● EXCERPT PROVIDED:
Road Trip: Huambo to Lubango
After a couple of days of rest in Huambo we set out to find the ancient rock paintings at Tchitudu Hulu. This would turn out to be the most epic road trip of my life (and I’ve been on plenty of road trips)! Teague and Robert were busily preparing for the journey ahead. Teague made us “Bier Rocks” which consisted of ground beef, cabbage, onion, salt and pepper wrapped in a ball of dough. Biruk made us cookies. Robert replaced the brake pads and balanced the tires on the Land Cruiser. We packed up and set out at 8am September 6th.
For the most part the 6 hour drive to Lubango was paved. But there were crater-like potholes that would appear out of nowhere. Robert, being the experienced pothole-dodger didn’t seem to be bothered. As we drove out of Huambo, which sits at an elevation of 6,000 feet, the landscape changed from dust with huge monoliths jutting straight out of the ground to dust with various bushes and Dr. Suess-esque trees called Baobab Trees.
We passed giant boulders piled up or sprinkled around and hills shaped like volcanos. For hours the only signs of civilization were mud or stick huts, the occasional vendor selling a sack of charcoal or eggs and the tiny boy herding his cattle or goats across the road at any given moment.
Our first tourist stop was Pula Lukwa, a fancy resort/restaurant in Lubango complete with a mini safari. We got to see several wild animals including zebras, a crocodile, guinea fowl and Oryx.

● Stored data:
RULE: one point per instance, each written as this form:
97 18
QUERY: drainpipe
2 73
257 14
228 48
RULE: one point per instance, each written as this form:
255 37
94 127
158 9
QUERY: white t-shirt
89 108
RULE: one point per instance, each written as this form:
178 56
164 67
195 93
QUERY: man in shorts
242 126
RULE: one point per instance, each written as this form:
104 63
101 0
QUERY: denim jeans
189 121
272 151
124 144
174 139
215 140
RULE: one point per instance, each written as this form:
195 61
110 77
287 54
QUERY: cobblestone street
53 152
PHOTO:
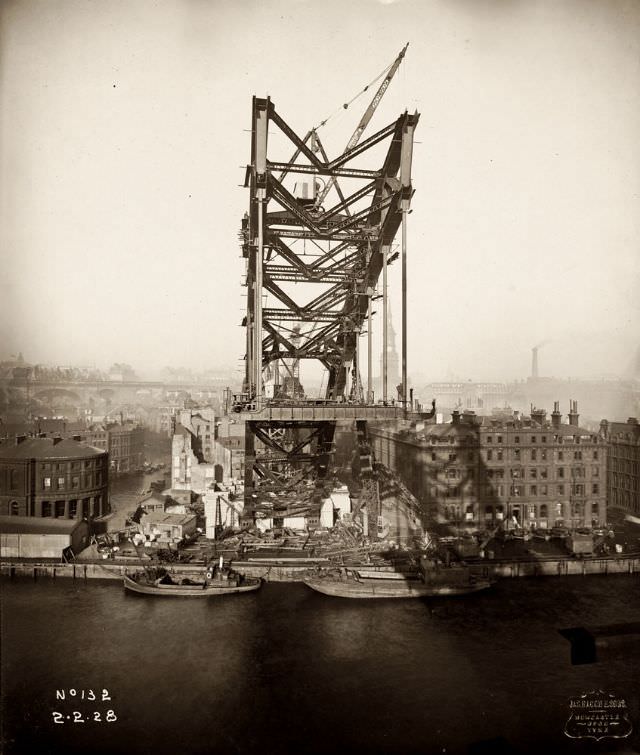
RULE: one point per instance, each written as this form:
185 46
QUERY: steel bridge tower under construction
332 257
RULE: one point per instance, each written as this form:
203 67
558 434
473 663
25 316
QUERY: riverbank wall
283 571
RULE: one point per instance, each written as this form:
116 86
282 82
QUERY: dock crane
364 121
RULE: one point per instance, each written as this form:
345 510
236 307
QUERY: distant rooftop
49 448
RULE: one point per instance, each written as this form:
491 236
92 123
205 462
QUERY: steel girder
286 240
364 223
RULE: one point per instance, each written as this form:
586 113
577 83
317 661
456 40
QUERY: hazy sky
125 132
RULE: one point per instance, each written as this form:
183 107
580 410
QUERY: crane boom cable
388 74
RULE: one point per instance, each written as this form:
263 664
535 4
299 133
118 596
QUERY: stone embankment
294 570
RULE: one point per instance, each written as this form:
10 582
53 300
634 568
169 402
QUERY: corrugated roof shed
46 448
31 525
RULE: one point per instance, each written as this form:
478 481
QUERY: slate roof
44 448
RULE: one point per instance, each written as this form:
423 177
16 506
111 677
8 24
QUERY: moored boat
217 581
428 582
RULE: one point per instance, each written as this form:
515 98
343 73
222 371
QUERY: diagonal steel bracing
290 241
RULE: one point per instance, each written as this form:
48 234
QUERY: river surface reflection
286 670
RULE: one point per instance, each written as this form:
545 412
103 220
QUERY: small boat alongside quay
217 581
427 582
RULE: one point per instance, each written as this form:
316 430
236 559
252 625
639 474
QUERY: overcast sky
125 132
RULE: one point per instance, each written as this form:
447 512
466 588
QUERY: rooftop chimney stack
573 413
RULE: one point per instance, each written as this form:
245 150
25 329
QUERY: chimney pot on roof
573 413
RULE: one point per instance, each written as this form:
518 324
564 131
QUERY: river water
287 670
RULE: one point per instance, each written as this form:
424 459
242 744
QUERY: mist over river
287 670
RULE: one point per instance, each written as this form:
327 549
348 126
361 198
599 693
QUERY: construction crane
364 121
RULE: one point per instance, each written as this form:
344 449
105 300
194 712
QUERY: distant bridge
121 391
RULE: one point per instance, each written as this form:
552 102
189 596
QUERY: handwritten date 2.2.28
80 717
83 696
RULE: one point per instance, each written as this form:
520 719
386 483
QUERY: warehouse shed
31 537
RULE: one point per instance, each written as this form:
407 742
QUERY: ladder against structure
312 274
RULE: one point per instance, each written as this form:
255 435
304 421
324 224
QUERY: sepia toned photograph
319 377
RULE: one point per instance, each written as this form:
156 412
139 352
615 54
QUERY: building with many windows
53 477
623 464
515 472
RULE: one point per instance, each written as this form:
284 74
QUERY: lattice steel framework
293 244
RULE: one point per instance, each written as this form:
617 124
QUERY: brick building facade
53 477
623 464
516 472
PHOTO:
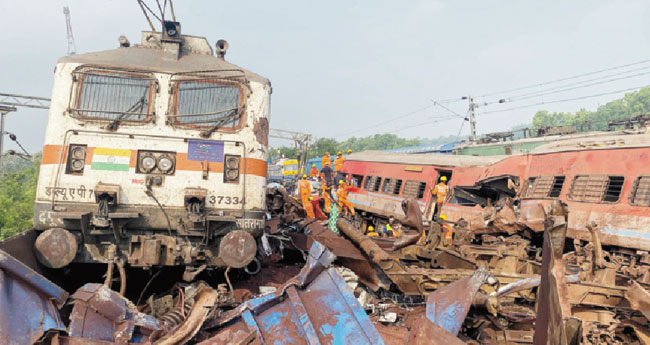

● QUESTIONS ON THE MATERIAL:
a – Answer these using the road trip account:
(i) At what time and on what date did the group set out?
(ii) At what elevation does Huambo sit?
(iii) Which wild animals did the group see at Pula Lukwa?
b – Rewrite everything in the road trip account from "For the most" down to "any given moment.", with "stones" in place of "boulders".
The stored data has no connection to the road trip account.

● SOLUTION LIST:
a –
(i) 8am, September 6th
(ii) 6,000 feet
(iii) Zebras, a crocodile, guinea fowl and Oryx

b –
For the most part the 6 hour drive to Lubango was paved. But there were crater-like potholes that would appear out of nowhere. Robert, being the experienced pothole-dodger didn’t seem to be bothered. As we drove out of Huambo, which sits at an elevation of 6,000 feet, the landscape changed from dust with huge monoliths jutting straight out of the ground to dust with various bushes and Dr. Suess-esque trees called Baobab Trees.
We passed giant stones piled up or sprinkled around and hills shaped like volcanos. For hours the only signs of civilization were mud or stick huts, the occasional vendor selling a sack of charcoal or eggs and the tiny boy herding his cattle or goats across the road at any given moment.